(Dataset rows showing where objects appear)

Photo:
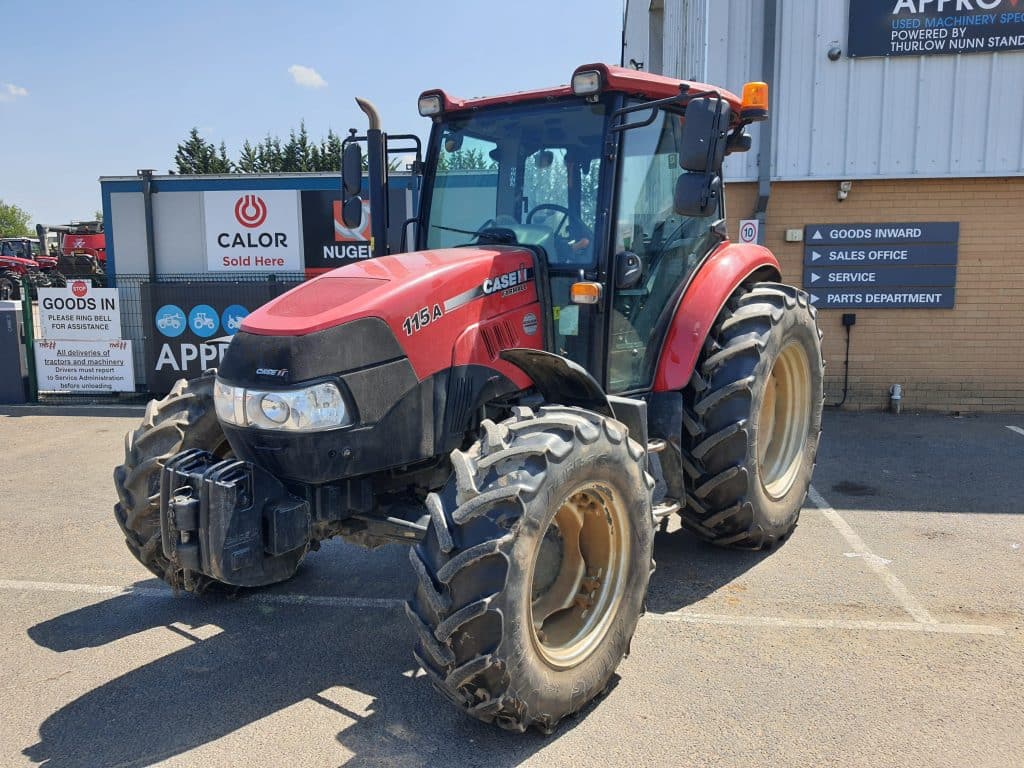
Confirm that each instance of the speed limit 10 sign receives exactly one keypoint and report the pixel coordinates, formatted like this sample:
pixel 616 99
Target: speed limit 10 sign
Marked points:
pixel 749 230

* * *

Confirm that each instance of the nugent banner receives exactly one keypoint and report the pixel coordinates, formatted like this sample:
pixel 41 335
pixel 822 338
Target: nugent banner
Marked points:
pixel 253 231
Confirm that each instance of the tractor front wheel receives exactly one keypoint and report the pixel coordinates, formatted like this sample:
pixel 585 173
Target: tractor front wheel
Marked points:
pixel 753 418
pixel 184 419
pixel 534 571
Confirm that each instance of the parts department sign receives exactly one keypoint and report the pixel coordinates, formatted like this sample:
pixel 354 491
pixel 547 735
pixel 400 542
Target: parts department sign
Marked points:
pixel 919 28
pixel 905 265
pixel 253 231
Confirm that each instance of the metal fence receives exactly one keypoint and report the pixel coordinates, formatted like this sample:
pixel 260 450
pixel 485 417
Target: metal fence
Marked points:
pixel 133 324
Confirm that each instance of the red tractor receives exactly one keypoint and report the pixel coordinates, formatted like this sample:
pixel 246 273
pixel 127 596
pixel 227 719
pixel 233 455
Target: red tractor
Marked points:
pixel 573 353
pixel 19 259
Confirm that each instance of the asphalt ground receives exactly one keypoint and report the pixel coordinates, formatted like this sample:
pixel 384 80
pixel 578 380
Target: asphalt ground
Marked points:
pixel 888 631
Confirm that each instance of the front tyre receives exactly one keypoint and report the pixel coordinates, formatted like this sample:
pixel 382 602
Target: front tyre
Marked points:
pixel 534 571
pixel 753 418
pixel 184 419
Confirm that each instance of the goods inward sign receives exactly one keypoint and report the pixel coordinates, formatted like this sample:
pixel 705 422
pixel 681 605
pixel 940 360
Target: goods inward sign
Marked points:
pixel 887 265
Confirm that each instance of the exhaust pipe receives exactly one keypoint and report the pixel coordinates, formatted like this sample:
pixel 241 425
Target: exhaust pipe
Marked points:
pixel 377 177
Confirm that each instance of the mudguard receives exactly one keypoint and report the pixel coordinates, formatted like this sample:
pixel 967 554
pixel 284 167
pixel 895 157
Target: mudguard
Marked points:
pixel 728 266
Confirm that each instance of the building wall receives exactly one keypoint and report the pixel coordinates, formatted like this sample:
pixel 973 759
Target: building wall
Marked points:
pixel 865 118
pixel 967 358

WRITTEN REQUEST:
Put the lines of the material from the one containing "Confirm that each instance of the nugent" through the one containing "pixel 19 259", inclusive, into a JSON list of strings, one string per line. Omit any blank lines.

RESPONSE TO THIS TASK:
[
  "Confirm that each instance of the nugent banner receives exactly one keypoint and report the pixel coordinates, formatted like this sample:",
  "pixel 41 335",
  "pixel 822 338",
  "Target: nugent banner",
  "Marked points:",
  "pixel 253 231",
  "Confirm that each instance of the tractor front wheel receives exactly one keypoint and report the pixel coordinates, formatted like this sample:",
  "pixel 585 173",
  "Target: tractor front wheel",
  "Marked points:",
  "pixel 753 418",
  "pixel 184 419",
  "pixel 534 571",
  "Confirm that each instance of the parts department sign receives exactly one keypoint and report the pixel coordinates, formatted like this sample:",
  "pixel 354 491",
  "pixel 547 735",
  "pixel 400 542",
  "Target: parts department sign",
  "Marked points:",
  "pixel 919 28",
  "pixel 905 265",
  "pixel 253 231",
  "Confirm that each instance of the metal fence receives exactly one keypoint and report the pixel coordinates, formatted like this sample:",
  "pixel 260 450",
  "pixel 485 417",
  "Target: metal fence",
  "Marked points:",
  "pixel 133 324",
  "Confirm that each instance of the red tractor receives exactly one keypoint and report the pixel coordinates, formatted like this sample:",
  "pixel 246 273",
  "pixel 127 596",
  "pixel 227 719",
  "pixel 233 455",
  "Target: red tractor",
  "Marked points:",
  "pixel 573 353",
  "pixel 19 259"
]